(Dataset entries)
◇ ◇ ◇

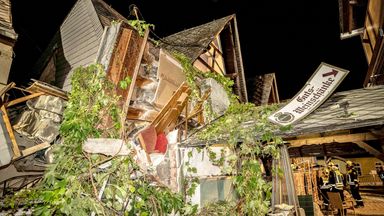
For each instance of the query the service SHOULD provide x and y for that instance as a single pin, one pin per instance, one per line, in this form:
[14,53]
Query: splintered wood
[166,119]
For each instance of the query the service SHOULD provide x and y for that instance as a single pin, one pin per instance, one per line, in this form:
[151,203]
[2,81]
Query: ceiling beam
[358,137]
[370,149]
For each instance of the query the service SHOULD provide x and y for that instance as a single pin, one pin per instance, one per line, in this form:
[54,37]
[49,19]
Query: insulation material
[218,97]
[42,118]
[106,146]
[200,159]
[164,92]
[171,76]
[212,190]
[6,153]
[149,71]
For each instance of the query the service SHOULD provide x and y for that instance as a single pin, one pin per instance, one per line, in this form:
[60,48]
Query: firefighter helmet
[349,163]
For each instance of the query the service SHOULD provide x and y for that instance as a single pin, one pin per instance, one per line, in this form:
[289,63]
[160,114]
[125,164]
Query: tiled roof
[342,111]
[345,110]
[194,41]
[106,13]
[263,88]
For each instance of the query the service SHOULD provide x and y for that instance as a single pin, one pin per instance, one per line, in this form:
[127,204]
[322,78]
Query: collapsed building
[158,111]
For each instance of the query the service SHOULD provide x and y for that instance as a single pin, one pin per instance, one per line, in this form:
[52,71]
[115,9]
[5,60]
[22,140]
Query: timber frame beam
[358,137]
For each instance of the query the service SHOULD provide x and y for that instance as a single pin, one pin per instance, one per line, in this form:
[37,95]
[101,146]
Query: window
[358,168]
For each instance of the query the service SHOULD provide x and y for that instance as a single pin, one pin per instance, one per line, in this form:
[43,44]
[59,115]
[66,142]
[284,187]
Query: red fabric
[161,143]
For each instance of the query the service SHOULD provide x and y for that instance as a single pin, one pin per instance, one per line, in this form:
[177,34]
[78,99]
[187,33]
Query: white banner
[317,89]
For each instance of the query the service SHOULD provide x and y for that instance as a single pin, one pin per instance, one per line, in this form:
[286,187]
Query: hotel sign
[317,89]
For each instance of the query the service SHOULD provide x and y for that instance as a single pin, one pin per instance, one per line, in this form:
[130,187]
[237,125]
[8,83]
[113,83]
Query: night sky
[289,38]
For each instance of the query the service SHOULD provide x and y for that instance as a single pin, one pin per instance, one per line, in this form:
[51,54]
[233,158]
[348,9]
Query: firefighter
[336,180]
[325,187]
[353,182]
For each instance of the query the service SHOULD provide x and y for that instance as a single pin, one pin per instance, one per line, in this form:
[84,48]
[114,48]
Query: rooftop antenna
[133,9]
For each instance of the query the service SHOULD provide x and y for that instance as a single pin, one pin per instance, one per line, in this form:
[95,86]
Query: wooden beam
[132,85]
[6,88]
[35,148]
[22,99]
[370,149]
[15,147]
[170,104]
[335,138]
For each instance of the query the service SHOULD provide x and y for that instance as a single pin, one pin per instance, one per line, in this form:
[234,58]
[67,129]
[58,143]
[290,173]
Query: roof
[194,41]
[263,88]
[344,110]
[106,13]
[6,28]
[77,41]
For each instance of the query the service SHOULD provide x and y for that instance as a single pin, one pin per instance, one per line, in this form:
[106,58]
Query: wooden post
[132,85]
[15,147]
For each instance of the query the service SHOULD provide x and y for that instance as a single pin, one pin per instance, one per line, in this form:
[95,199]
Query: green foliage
[193,75]
[248,144]
[123,84]
[72,184]
[140,26]
[220,208]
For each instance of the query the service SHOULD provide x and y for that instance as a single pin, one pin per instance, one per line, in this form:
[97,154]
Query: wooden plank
[335,138]
[132,85]
[370,149]
[173,110]
[206,64]
[39,86]
[6,88]
[22,99]
[35,148]
[15,147]
[119,54]
[171,103]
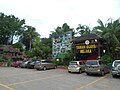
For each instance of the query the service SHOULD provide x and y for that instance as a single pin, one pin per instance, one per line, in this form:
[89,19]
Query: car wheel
[44,68]
[55,67]
[37,69]
[80,71]
[87,73]
[102,73]
[113,76]
[69,71]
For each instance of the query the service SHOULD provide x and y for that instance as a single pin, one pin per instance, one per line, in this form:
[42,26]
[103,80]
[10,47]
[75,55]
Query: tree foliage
[61,30]
[29,36]
[10,26]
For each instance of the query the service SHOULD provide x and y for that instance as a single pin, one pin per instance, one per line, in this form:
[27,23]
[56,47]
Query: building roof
[85,37]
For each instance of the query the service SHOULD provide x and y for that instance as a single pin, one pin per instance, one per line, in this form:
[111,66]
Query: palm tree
[83,29]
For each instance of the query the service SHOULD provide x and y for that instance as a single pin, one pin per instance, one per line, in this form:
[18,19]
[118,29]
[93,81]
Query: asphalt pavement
[54,79]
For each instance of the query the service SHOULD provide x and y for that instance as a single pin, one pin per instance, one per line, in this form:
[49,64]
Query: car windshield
[91,62]
[116,63]
[73,63]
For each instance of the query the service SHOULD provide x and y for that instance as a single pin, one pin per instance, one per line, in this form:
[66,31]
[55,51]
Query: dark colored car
[116,68]
[76,66]
[44,64]
[24,64]
[31,64]
[17,63]
[96,67]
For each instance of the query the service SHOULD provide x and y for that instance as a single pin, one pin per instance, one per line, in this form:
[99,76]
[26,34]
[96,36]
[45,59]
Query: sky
[46,15]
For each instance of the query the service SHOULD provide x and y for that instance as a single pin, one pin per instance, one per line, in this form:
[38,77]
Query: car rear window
[73,63]
[92,62]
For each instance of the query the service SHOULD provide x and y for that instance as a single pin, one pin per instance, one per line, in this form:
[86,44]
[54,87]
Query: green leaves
[10,26]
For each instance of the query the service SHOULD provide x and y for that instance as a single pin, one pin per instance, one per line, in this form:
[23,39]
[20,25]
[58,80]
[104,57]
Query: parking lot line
[3,85]
[23,82]
[91,83]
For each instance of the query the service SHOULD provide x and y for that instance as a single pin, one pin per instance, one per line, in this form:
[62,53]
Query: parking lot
[55,79]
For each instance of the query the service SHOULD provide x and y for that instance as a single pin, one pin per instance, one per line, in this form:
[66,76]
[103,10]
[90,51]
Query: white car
[116,68]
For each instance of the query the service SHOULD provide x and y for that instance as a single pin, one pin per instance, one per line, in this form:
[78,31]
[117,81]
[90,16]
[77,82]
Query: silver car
[116,68]
[96,67]
[44,64]
[76,66]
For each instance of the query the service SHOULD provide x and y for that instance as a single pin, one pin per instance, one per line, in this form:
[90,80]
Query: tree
[29,35]
[61,30]
[109,32]
[83,29]
[10,27]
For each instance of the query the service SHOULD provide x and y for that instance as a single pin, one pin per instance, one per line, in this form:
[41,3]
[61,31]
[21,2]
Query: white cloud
[45,15]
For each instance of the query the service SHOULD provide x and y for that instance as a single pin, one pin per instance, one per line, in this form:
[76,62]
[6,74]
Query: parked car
[31,64]
[96,67]
[116,68]
[24,64]
[17,63]
[76,66]
[44,64]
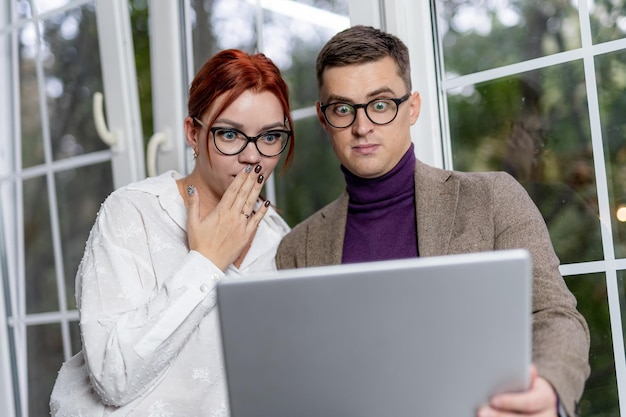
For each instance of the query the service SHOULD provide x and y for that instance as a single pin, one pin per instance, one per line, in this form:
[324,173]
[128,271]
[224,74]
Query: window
[55,171]
[535,88]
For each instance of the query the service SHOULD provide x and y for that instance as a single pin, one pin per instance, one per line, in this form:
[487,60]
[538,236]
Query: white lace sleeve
[134,317]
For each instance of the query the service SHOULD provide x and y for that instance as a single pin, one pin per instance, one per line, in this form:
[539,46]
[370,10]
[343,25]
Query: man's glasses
[380,111]
[231,141]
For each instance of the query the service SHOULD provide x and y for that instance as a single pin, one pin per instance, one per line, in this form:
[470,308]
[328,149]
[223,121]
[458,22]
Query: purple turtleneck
[381,214]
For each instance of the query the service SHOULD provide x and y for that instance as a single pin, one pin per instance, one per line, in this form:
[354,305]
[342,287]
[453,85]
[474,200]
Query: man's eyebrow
[334,98]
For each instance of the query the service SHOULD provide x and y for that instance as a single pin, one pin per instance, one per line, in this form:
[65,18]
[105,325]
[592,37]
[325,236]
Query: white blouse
[150,329]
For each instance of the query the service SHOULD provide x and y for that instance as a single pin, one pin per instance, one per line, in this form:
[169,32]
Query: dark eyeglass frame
[364,106]
[249,139]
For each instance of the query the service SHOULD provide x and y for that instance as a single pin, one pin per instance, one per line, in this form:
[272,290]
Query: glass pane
[610,70]
[621,285]
[23,9]
[314,179]
[45,355]
[41,288]
[600,396]
[80,192]
[522,29]
[32,141]
[294,44]
[72,76]
[44,6]
[608,20]
[222,24]
[536,127]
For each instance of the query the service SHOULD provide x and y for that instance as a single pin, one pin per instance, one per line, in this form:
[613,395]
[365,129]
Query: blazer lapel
[325,235]
[436,198]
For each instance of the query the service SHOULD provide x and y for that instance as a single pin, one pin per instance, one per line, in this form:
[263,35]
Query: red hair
[232,72]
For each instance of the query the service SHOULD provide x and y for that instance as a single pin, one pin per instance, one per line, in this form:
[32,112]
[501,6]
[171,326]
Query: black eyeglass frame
[364,106]
[249,139]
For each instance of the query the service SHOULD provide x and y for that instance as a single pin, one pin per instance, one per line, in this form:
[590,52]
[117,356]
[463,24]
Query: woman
[146,284]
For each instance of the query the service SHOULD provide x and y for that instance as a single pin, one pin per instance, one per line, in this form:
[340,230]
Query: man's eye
[379,106]
[343,109]
[271,137]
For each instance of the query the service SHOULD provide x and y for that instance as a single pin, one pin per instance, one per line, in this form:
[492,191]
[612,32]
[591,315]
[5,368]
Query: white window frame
[412,22]
[126,156]
[121,94]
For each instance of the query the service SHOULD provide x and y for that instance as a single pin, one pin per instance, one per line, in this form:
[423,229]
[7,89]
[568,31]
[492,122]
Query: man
[397,207]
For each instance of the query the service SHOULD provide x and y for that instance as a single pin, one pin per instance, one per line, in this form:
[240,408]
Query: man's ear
[320,115]
[415,105]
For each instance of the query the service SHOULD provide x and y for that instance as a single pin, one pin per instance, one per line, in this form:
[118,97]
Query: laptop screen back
[427,336]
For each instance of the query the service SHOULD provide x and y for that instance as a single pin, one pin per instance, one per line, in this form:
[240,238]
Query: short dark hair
[360,44]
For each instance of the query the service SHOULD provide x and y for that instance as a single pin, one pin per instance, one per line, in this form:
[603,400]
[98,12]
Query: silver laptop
[427,337]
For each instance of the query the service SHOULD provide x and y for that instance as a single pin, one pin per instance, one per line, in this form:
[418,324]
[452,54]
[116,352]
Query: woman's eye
[227,134]
[271,137]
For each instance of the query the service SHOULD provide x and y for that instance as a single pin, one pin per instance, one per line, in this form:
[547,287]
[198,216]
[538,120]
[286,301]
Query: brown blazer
[471,212]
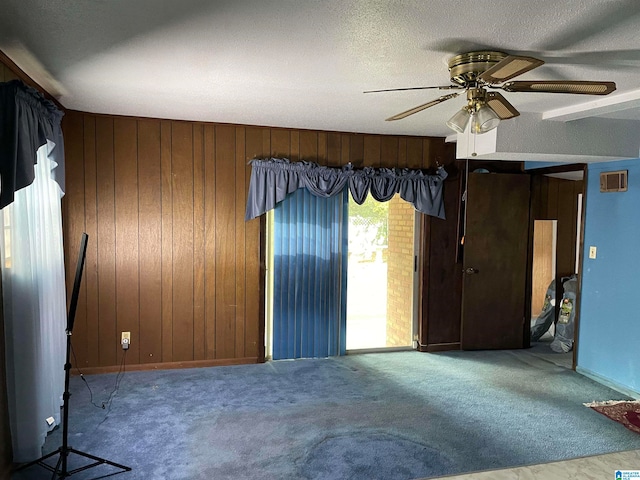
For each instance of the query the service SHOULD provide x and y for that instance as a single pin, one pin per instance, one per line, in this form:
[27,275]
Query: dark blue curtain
[27,122]
[310,275]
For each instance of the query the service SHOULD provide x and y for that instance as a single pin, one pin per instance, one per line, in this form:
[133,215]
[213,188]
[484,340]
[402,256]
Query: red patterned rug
[622,411]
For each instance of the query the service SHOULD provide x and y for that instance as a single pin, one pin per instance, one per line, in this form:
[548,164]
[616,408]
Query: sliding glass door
[380,275]
[340,276]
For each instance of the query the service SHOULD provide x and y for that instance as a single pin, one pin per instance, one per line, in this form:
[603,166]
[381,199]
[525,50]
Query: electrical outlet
[125,340]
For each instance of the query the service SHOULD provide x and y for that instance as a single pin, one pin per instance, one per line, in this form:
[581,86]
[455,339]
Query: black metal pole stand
[60,470]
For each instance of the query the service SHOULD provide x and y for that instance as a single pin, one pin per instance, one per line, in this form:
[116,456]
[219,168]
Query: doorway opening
[380,281]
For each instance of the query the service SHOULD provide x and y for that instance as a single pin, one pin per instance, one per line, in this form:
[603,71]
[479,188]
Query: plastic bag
[563,340]
[547,315]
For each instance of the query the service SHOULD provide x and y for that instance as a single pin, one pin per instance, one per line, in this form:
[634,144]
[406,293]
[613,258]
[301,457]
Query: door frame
[575,167]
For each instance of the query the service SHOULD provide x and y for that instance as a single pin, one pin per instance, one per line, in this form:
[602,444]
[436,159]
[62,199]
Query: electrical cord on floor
[106,404]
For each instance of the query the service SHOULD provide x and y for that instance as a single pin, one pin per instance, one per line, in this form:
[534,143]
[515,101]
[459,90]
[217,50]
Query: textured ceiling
[305,63]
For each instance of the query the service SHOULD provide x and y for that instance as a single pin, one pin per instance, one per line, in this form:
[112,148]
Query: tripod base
[60,469]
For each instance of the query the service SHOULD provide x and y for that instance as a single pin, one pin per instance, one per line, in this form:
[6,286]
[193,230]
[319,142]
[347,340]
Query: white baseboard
[609,383]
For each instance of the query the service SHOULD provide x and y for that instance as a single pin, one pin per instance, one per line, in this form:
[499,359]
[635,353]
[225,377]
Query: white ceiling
[305,63]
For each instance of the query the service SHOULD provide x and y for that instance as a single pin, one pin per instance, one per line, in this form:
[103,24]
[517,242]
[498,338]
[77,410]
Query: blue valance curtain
[27,121]
[273,179]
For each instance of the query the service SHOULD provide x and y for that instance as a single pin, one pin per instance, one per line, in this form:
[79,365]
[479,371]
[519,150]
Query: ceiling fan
[483,71]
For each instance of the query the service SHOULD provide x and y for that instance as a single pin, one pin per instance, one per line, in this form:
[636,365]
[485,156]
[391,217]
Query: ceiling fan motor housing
[467,67]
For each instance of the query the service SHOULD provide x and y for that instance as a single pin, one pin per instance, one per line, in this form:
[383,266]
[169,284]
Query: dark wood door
[495,261]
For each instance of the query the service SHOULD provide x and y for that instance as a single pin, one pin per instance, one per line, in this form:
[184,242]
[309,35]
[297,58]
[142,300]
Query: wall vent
[613,181]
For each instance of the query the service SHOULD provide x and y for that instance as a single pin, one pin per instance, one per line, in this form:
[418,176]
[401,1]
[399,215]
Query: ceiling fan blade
[499,104]
[510,67]
[561,86]
[402,115]
[440,87]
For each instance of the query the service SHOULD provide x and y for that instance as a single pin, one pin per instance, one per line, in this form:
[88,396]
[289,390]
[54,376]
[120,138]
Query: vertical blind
[309,289]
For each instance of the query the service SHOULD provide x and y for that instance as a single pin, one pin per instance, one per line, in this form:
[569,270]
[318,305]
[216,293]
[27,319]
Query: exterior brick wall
[400,273]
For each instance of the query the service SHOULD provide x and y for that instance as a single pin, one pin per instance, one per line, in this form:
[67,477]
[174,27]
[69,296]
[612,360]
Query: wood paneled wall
[170,257]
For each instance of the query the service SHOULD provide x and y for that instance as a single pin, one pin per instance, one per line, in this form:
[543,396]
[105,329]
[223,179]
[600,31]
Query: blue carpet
[401,415]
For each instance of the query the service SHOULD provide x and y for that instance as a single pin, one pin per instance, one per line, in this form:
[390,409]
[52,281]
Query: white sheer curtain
[34,308]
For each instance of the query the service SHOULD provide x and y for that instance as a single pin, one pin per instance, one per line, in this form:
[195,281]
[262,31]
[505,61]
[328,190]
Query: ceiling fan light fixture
[460,120]
[484,120]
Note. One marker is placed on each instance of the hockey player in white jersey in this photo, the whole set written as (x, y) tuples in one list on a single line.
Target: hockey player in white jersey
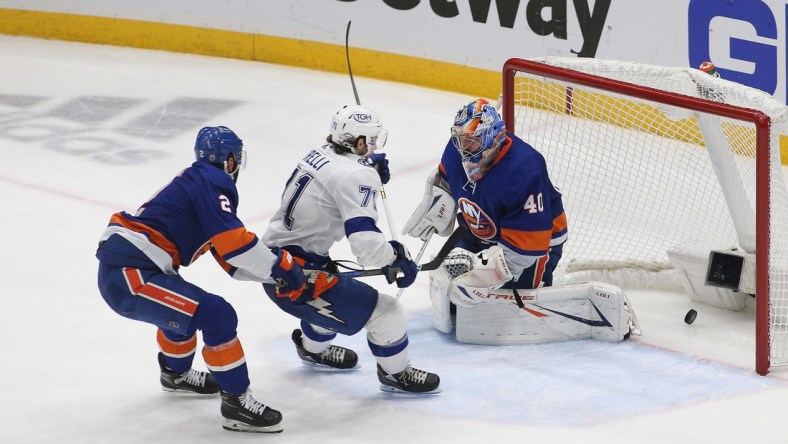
[(330, 195)]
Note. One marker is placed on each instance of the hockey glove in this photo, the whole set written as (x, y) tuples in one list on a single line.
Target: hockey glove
[(437, 211), (318, 281), (402, 263), (289, 277), (381, 165), (489, 271)]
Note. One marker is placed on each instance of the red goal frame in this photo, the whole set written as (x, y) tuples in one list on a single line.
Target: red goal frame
[(762, 124)]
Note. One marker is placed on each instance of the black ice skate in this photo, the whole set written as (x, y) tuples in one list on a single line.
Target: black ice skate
[(243, 413), (334, 357), (410, 380), (192, 381)]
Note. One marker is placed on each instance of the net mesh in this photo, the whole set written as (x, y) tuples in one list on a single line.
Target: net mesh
[(639, 177)]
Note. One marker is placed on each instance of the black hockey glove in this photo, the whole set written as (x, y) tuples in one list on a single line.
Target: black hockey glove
[(381, 165), (402, 264)]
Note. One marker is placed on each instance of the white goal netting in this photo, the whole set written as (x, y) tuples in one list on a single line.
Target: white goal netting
[(649, 157)]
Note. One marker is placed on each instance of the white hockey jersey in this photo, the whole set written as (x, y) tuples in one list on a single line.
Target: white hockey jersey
[(330, 196)]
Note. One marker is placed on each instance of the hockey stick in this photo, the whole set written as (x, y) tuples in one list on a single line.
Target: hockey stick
[(418, 256), (450, 243), (358, 102)]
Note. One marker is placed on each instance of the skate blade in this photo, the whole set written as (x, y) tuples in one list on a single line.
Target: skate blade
[(390, 389), (238, 426), (183, 392), (328, 368)]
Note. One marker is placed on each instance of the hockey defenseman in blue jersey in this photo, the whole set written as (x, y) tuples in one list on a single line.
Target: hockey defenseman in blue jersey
[(331, 195), (139, 257)]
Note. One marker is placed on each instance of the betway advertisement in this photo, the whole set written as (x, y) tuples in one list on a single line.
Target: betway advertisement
[(745, 39)]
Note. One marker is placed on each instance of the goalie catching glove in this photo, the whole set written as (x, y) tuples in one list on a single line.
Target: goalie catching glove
[(487, 270), (436, 211)]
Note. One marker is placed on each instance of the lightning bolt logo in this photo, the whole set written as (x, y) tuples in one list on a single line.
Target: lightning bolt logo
[(322, 308)]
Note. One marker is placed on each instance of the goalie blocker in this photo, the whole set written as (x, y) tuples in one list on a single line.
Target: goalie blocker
[(491, 316)]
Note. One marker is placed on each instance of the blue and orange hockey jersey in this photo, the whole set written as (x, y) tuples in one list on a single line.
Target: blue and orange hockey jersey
[(194, 213), (515, 204)]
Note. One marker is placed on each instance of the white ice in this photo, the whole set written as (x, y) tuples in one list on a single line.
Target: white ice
[(89, 130)]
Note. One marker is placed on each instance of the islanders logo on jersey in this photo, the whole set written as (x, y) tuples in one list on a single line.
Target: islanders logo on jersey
[(478, 222)]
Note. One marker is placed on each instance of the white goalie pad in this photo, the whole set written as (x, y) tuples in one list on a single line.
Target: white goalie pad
[(568, 312), (437, 211), (456, 263)]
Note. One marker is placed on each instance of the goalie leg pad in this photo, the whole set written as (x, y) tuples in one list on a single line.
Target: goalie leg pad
[(439, 295), (566, 312)]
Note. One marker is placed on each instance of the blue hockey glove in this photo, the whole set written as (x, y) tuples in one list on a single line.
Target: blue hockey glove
[(289, 277), (381, 164), (402, 264)]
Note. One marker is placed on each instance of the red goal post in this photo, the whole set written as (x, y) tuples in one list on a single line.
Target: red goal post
[(600, 121)]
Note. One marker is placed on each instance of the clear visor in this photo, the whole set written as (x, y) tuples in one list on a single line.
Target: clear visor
[(374, 135), (466, 142), (476, 166), (240, 162)]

◇ ◇ ◇

▶ **About this exercise**
Leaving every picture aside, reproduce exactly the lines above from the one with "the hockey player" up to and including the one with "the hockey glove", and no others.

▶ **Worked solution**
Note. One marker is placed on each instance of the hockey player in white jersey in this photo, the whole set written as (x, y) tuples in one list on a single line.
Target: hockey player in white jersey
[(330, 195)]
Note. One marker is placed on each instance of the hockey glove in this photo, the whole set written as (x, y) tuples in one list on a single line.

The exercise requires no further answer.